◆ **Document text**:
————

Full disclosure in blogs

Today’s topic is full disclosure in blogs and the use of competitive marketing blogs. I had to look at this issue from a lot of angles and ask the critical question of myself “would I do this for our anti-Oracle initiatives?”. The catalyst for this post is a blog written by a founding executive of a company competing with SAP and while I have an issue with the use of a competitive blog targeted to a specific company (in this case a product) I do want to emphasize that this is not a flame post.

Sangeeta Patni writes a blog called Why Duet/Mendocino? that is very critical of the joint SAP/Microsoft product Duet. She has also posted comments on my blog and several others that have written about Duet. Sangeeta is also the founder of a company called Extensio that is a competitor to the Duet product.

Here’s the dilemma, Sangeeta has taken no effort to conceal her identity or use a pseudonym on her anti-Duet blog or in any comments, she uses her full name and her real email address. Her comments reflect a solid understanding of the market and the products and are insightful, and yes they have sharp elbows but even there she is very professional. Her full profile on her blog reveals that she is the executive of Extensio, but it’s only when you click on the full profile, the profile snippet on the blog just says “Enterprenuer, Dreamer-Engineer, Evangelist for easy-to-use software”.

I emailed this post to Sangeeta last week because I respect the professionalism she leads with and didn’t want to come across like I was attacking her. She replied back to me promptly with some good comments and indicated that she didn’t have any issue with me posting about this… and that’s exactly why I sent this to her before posting, the blogosphere can use a little professional courtesy. Here’s part of her reply to me:

“It is not unusual for professionals to bring an element of the perspective of the company they work for in their blogs. Not surprising at all, since most of us believe passionately in the work we do within our companies, and strongly believe in the value the company brings to the community, as a whole. I have seen many instances of engineers from Microsoft, IBM and even SAP who blog about the work they do within their companies, and about the value of the products they help create. I have done the same.

————

Stored records:
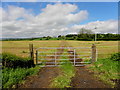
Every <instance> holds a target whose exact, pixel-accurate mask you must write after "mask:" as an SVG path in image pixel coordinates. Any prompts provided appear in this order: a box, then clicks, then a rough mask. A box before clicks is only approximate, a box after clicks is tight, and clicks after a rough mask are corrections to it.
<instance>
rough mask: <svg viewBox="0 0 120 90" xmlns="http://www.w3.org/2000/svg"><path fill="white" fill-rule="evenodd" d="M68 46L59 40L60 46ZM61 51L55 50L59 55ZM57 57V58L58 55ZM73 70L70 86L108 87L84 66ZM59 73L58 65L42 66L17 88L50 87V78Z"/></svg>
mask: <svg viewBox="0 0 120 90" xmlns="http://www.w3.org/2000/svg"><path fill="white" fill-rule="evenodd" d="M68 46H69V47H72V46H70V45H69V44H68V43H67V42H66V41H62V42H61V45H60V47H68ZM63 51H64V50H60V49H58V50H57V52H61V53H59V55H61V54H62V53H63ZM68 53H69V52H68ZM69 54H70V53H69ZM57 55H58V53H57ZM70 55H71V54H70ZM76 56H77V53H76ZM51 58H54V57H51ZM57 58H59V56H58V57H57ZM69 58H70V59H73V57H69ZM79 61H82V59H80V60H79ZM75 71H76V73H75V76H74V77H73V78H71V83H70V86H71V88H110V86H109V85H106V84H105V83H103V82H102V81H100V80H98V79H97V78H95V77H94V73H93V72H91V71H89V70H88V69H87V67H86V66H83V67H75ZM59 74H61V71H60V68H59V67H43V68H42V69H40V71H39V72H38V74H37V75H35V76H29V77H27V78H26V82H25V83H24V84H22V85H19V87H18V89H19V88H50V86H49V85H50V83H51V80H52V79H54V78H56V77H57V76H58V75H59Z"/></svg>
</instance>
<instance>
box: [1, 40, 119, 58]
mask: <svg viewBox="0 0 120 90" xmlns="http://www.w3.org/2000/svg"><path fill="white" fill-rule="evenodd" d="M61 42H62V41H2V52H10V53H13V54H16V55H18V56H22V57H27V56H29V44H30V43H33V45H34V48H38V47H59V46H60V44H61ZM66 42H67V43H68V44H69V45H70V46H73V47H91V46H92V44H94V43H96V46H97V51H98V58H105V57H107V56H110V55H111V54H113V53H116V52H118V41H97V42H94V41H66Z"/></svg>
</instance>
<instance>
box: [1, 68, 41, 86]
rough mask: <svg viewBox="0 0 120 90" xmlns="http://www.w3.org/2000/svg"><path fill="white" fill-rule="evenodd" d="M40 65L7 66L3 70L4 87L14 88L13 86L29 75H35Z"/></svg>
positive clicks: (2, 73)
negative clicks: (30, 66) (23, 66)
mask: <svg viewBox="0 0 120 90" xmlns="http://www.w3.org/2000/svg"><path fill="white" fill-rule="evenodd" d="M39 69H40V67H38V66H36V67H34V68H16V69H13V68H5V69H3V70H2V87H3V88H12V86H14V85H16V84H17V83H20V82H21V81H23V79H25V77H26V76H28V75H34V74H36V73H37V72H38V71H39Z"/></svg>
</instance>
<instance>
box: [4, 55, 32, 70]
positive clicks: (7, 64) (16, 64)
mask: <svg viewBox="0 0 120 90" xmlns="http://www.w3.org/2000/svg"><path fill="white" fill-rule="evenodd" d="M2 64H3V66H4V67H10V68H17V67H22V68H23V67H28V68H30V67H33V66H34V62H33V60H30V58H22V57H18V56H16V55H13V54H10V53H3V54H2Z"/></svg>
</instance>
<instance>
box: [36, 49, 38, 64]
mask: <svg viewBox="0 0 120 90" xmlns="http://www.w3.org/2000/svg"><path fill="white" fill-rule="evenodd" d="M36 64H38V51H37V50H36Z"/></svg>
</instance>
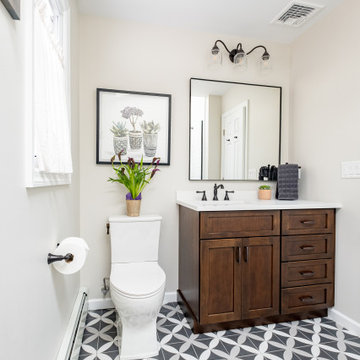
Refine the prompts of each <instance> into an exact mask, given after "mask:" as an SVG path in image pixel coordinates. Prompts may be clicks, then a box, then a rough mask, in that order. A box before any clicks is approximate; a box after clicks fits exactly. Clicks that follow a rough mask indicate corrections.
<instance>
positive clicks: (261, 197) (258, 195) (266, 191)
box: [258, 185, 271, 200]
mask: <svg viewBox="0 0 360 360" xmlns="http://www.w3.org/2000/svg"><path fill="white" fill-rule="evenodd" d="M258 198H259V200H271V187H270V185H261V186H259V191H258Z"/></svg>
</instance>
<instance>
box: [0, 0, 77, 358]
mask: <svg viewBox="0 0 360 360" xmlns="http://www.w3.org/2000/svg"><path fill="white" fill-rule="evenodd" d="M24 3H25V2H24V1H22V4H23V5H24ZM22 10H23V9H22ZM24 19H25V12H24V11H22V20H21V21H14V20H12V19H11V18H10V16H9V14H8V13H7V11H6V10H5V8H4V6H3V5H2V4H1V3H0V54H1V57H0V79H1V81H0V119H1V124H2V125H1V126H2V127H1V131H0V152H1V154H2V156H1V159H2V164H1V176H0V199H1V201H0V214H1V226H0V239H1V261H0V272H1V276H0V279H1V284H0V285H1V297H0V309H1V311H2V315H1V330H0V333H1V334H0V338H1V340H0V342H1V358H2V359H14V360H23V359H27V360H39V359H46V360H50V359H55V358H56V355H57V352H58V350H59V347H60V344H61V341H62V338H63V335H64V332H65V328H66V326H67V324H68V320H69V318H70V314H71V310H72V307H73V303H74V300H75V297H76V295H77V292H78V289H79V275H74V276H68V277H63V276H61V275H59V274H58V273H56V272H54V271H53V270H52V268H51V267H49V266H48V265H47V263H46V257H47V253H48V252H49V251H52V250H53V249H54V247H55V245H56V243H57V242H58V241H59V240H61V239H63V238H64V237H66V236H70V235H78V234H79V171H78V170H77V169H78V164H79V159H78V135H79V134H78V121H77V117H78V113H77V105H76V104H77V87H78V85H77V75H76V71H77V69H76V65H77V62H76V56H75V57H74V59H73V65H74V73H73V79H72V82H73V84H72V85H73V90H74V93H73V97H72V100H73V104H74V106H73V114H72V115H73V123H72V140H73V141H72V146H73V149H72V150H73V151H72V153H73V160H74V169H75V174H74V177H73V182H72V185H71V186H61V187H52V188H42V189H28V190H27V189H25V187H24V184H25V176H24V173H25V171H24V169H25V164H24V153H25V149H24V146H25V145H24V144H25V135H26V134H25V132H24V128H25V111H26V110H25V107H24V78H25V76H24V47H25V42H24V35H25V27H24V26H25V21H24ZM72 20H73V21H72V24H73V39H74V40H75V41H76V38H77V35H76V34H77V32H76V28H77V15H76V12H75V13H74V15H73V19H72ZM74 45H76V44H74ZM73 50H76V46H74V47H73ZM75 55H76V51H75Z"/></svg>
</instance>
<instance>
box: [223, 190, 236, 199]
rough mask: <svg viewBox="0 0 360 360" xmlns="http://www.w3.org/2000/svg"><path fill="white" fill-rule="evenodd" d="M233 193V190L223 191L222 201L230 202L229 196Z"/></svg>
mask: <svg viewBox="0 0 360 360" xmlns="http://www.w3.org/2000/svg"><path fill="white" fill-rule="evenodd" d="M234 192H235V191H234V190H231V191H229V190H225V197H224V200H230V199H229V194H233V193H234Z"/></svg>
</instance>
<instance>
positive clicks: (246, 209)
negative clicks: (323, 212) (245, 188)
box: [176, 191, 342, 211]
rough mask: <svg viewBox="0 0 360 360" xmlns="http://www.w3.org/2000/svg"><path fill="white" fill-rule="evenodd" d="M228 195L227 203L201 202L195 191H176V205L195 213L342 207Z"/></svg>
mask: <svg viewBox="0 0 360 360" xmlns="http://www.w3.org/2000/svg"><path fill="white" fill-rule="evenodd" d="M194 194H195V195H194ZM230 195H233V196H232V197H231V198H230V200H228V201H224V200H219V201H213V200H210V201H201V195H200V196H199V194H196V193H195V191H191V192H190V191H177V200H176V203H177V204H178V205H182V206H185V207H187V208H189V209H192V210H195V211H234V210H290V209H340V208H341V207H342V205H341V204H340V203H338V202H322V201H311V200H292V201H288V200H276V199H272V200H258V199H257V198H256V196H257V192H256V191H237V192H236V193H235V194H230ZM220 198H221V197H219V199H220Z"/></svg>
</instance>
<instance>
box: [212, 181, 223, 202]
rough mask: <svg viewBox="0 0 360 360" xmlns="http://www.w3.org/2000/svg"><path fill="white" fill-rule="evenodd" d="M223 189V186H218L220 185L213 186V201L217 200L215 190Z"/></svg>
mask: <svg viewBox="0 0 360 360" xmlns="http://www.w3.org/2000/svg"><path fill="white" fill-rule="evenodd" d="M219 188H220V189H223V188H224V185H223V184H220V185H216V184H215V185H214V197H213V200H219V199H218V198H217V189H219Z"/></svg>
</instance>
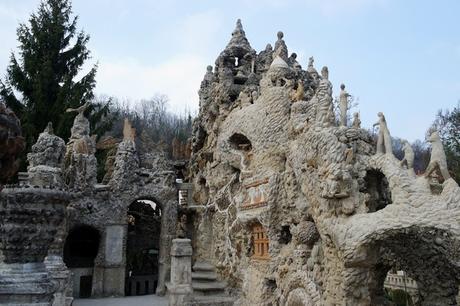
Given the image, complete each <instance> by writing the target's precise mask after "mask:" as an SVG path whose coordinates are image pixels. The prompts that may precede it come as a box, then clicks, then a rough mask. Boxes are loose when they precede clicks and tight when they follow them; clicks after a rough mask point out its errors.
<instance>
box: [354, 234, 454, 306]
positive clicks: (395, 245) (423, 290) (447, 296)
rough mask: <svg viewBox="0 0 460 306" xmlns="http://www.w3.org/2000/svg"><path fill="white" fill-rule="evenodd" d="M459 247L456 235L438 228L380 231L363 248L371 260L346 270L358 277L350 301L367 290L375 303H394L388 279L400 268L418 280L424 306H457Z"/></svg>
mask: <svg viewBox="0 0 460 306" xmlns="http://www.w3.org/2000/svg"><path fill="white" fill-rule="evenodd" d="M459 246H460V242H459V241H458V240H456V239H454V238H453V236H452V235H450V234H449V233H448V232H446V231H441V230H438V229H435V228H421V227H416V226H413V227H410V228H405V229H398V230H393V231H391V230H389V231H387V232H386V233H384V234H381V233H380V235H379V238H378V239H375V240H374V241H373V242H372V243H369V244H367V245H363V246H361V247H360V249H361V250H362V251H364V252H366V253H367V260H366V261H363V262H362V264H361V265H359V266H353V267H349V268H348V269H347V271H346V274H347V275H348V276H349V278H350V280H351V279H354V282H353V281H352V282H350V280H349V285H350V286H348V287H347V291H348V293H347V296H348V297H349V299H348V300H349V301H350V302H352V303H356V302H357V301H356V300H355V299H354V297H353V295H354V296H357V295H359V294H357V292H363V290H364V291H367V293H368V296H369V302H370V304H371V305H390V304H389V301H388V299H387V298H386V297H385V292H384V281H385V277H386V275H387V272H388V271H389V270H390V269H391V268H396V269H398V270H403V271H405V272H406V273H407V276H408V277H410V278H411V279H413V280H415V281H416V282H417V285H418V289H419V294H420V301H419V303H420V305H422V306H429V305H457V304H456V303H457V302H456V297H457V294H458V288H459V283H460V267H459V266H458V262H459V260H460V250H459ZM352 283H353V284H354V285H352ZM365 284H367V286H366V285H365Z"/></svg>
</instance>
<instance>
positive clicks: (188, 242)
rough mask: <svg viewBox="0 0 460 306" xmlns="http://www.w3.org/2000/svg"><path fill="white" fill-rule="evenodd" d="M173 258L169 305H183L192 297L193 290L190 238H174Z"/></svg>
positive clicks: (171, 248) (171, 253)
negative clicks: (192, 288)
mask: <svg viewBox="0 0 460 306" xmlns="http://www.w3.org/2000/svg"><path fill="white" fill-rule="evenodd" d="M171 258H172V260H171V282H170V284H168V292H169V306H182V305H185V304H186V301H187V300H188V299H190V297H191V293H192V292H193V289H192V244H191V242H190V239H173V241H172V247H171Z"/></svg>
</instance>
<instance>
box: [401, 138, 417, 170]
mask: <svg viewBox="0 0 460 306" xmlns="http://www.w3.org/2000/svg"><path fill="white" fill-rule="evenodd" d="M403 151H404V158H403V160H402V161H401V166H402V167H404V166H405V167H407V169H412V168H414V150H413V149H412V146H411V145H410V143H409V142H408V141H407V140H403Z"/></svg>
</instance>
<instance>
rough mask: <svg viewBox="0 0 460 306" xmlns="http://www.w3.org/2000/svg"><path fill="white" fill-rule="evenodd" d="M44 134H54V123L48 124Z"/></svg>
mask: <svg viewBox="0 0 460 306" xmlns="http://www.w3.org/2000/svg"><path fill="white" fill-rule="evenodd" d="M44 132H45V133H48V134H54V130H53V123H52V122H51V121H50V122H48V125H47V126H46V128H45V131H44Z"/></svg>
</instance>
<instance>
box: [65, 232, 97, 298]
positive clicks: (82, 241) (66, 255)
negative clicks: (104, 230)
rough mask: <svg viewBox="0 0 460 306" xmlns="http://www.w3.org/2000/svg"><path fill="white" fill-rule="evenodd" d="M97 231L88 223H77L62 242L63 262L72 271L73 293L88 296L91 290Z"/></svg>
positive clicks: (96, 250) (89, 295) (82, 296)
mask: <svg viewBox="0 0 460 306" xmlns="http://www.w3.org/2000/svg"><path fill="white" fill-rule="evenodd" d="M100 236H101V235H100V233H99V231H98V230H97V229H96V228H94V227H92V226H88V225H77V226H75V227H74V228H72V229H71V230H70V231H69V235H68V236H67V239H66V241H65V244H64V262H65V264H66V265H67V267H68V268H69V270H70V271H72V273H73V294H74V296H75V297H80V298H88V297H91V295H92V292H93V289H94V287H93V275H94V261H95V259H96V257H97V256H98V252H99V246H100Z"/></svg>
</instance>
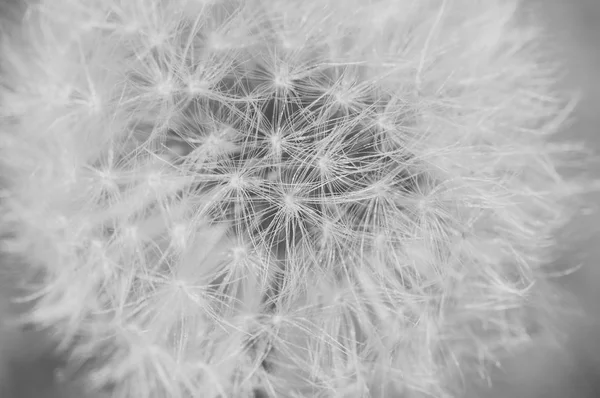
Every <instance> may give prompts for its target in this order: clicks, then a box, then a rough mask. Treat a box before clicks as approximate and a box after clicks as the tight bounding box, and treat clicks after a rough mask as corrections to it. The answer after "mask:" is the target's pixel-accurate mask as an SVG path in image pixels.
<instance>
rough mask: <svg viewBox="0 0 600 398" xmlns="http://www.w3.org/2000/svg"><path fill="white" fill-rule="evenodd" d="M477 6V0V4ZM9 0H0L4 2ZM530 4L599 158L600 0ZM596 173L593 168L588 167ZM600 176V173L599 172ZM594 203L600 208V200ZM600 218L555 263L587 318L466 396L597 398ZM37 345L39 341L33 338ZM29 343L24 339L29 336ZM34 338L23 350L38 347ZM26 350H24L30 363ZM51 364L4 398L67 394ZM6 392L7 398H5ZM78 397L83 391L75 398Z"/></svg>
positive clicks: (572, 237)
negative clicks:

————

◆ **Prompt 1**: Show each line of the listing that contains the string "negative", treating uppercase and lowercase letters as different.
◆ **Prompt 2**: Proceed with the blog post on full disclosure in blogs, picking up right after its final sentence.

◆ **Expected answer 1**:
negative clicks: (30, 66) (23, 66)
negative clicks: (323, 212) (245, 188)
negative clicks: (192, 288)
negative clicks: (104, 230)
negative clicks:

◆ **Expected answer 2**:
I do agree with what Sangeeta is writing (how could you not?) but in this case the blog in question is not a blog about integrating office productivity applications with backoffice systems, it’s a blog specifically about a competitive product from Microsoft/SAP. It is by definition an “anti” blog, while the great majority of professionals who are blogging about what they do are not attacking in this way. Indeed, I lead a Oracle competitive strategy team for SAP but I write very little about Oracle. BTW, Sangeeta did commit to addressing the issue of disclosing her role at Extensio on the main page of the blog rather than just on her full profile page.

What do you think? When someone is writing a blog that is aimed at one company, or in this case a product, and is written by an individual who is with a competitor of that company, should they include a disclosure statement indicating their bias? Can this be an effective marketing tactic or are attack strategies doomed by definition because customers don’t want to hear or read attacks on other companies, they would rather focus on what you are doing? Where is the line when an executive is writing about their marketplace by writing about their competitors in this fashion?